#### A block of data:
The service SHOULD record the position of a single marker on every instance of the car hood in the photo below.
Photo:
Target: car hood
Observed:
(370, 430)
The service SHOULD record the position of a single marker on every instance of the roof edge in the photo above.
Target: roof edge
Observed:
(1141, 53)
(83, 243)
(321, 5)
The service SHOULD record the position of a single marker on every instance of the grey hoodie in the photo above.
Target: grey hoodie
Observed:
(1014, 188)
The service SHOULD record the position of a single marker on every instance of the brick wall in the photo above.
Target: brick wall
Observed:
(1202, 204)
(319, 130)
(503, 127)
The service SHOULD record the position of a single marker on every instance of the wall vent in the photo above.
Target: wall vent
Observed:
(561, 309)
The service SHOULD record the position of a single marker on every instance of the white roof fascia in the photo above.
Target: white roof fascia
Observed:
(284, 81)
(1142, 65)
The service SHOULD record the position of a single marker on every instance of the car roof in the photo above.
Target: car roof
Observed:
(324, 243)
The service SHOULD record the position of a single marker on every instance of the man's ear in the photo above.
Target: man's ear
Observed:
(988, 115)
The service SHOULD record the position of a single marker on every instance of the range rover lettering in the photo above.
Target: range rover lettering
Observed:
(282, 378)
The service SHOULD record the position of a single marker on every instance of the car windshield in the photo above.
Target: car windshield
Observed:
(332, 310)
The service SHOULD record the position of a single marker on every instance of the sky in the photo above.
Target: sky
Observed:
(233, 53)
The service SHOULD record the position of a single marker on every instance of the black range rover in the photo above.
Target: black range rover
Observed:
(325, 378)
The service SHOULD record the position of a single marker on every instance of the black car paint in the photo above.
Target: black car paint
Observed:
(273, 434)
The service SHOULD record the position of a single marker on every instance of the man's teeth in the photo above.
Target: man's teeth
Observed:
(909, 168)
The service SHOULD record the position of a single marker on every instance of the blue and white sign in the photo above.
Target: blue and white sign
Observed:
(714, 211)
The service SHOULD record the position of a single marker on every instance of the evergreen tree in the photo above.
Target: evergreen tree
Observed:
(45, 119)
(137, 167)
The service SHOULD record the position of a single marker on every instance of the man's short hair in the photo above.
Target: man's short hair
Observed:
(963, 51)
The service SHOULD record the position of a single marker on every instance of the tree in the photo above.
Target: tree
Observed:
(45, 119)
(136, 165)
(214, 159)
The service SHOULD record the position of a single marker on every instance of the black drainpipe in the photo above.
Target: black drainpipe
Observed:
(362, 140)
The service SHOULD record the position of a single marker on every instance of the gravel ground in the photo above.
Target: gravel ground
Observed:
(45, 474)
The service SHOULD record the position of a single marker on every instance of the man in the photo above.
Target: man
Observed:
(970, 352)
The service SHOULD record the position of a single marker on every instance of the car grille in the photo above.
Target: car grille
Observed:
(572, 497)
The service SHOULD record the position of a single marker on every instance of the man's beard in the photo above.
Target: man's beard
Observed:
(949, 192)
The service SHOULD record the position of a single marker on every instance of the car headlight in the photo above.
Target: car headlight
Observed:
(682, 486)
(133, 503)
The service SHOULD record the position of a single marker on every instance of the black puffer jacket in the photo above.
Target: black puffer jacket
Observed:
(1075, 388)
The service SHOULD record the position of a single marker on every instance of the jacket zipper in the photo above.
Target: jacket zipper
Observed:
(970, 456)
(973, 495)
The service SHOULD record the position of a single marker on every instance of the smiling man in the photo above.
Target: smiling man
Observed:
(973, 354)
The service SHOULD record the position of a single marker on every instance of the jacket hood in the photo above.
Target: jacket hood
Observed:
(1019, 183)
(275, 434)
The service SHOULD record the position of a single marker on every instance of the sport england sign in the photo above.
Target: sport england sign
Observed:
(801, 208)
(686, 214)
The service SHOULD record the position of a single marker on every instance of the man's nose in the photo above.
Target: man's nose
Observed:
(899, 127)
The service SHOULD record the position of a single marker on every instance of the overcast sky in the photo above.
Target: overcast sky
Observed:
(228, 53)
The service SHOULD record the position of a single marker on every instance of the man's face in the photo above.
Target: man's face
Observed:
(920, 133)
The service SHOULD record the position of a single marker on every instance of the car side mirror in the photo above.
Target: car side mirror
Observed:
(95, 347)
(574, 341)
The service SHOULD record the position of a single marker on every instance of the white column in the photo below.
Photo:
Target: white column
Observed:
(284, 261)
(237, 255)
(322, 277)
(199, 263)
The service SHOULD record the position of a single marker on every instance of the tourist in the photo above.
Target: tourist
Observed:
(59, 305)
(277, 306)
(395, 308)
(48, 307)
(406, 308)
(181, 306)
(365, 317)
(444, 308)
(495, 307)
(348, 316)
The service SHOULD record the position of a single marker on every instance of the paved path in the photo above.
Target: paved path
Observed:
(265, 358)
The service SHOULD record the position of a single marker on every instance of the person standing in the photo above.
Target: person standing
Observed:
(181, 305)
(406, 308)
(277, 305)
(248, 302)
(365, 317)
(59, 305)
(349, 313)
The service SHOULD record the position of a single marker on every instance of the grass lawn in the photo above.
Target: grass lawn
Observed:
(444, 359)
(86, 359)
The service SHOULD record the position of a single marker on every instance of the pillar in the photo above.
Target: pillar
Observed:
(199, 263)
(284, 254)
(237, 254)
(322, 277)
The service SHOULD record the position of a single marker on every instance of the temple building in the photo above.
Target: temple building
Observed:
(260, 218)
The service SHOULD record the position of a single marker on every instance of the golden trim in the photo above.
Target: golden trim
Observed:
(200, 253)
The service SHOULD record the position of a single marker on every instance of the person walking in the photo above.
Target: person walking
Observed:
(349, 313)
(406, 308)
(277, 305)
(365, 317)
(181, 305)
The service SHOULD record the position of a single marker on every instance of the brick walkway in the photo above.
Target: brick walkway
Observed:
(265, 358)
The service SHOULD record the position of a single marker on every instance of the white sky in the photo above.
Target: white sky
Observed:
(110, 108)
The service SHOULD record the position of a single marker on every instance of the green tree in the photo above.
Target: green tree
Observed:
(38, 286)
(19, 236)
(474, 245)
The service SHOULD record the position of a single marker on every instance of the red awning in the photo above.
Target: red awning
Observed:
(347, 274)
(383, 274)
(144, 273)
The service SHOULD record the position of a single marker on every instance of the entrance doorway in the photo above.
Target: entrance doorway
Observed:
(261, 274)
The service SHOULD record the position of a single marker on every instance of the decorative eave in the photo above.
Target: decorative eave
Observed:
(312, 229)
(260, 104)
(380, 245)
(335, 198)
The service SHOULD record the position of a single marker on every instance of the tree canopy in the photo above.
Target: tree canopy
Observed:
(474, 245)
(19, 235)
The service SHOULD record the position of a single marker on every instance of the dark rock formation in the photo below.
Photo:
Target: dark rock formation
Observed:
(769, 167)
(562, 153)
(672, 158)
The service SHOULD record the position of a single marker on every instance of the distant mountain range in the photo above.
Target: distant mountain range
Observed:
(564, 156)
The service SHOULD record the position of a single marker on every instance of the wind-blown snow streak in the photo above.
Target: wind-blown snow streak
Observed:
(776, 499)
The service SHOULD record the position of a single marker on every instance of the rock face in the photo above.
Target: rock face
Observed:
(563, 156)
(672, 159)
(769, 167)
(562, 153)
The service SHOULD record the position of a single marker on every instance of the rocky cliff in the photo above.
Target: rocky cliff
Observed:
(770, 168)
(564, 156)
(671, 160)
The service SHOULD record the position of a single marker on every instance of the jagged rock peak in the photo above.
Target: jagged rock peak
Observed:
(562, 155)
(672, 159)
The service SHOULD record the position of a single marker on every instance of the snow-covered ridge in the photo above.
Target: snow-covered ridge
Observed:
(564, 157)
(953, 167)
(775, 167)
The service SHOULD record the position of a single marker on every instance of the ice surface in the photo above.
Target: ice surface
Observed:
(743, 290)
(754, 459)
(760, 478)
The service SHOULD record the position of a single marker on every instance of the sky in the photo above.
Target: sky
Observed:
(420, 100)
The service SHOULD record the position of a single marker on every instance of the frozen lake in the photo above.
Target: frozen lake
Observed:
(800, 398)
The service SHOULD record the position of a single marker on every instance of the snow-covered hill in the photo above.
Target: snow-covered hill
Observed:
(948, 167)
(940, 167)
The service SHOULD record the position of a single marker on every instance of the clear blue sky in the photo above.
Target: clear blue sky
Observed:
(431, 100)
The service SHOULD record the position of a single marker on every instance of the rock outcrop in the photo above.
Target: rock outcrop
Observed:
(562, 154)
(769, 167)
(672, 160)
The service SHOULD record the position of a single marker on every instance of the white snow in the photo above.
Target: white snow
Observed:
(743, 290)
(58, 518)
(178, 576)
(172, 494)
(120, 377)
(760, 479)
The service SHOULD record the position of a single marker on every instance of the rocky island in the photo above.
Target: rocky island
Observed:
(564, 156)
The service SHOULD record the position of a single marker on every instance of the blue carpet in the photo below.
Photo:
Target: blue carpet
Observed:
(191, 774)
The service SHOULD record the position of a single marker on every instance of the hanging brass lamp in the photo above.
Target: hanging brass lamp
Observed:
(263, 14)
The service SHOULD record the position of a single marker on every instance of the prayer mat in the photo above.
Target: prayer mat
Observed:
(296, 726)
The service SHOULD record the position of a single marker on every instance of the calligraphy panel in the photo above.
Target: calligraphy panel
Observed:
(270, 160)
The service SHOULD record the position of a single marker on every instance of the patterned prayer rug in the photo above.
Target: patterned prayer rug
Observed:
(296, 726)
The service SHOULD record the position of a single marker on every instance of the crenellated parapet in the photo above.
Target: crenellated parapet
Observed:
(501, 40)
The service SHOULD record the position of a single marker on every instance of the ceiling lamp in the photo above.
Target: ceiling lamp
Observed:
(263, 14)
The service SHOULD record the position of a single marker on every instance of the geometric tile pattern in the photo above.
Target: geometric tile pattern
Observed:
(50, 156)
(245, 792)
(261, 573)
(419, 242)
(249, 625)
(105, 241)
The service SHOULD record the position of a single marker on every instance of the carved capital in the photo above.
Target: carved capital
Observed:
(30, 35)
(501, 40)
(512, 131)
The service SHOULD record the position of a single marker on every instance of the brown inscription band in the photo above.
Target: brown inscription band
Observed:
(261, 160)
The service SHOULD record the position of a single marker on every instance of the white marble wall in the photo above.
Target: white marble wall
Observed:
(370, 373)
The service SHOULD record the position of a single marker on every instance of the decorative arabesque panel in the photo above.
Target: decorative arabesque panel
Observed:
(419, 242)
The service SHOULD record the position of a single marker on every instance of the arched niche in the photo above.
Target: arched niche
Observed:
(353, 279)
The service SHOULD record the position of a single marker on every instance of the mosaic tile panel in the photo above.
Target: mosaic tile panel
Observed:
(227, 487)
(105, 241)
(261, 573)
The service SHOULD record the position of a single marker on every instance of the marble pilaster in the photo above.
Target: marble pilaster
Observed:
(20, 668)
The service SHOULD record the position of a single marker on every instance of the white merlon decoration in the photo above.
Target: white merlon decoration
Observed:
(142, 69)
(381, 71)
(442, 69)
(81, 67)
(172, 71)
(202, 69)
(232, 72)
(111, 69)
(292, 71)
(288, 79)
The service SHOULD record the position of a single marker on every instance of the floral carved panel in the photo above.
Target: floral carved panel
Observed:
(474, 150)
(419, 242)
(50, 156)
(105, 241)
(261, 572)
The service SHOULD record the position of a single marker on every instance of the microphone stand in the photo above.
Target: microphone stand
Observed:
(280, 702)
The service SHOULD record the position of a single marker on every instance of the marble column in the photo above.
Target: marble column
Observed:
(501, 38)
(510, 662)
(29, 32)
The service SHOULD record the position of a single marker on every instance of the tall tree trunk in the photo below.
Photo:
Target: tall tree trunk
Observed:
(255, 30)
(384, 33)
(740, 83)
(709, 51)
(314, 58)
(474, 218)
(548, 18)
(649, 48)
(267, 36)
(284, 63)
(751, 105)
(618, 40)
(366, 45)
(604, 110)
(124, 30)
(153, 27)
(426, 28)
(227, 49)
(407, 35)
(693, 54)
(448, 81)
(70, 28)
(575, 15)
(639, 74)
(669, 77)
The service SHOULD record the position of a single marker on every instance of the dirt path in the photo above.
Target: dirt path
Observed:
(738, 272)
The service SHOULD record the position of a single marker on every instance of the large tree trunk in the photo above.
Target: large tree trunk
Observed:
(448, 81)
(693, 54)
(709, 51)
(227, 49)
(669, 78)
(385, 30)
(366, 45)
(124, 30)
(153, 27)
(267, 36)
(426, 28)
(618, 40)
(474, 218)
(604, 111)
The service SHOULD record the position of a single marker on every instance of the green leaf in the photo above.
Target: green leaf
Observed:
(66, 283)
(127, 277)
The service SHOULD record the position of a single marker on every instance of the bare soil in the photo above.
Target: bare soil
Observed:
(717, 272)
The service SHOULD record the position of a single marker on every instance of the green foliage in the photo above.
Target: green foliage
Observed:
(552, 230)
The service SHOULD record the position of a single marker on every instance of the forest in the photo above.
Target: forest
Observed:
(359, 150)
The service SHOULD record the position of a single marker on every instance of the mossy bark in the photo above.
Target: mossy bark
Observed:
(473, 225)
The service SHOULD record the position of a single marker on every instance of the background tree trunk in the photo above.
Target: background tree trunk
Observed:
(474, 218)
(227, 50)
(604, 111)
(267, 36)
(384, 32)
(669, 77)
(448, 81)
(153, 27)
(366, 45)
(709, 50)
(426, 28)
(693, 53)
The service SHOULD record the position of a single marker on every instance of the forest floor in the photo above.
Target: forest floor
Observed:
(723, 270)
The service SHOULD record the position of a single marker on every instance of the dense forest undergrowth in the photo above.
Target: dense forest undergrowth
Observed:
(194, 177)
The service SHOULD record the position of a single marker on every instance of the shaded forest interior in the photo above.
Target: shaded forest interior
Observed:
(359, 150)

#### Required work:
Format everything from the start of the records above down to and including the line containing "(1014, 188)" as a two-column CSV with the columns request and answer. Give one row per request, with its text and its answer each in a single quoted field and line breaks turned into spaces.

#### Result of this task:
request,answer
"The service SHOULD record the position of a single marker on every instance of the car hood in the photo below. Photo: Target: car hood Observed:","(370, 430)"
"The service SHOULD record the position of a single marker on every instance of the roof edge in the photo above. Target: roof edge Observed:","(1141, 53) (83, 243) (321, 5)"
"The service SHOULD record the position of a single marker on every instance of the grey hoodie in the photo above. Target: grey hoodie Observed:","(1014, 188)"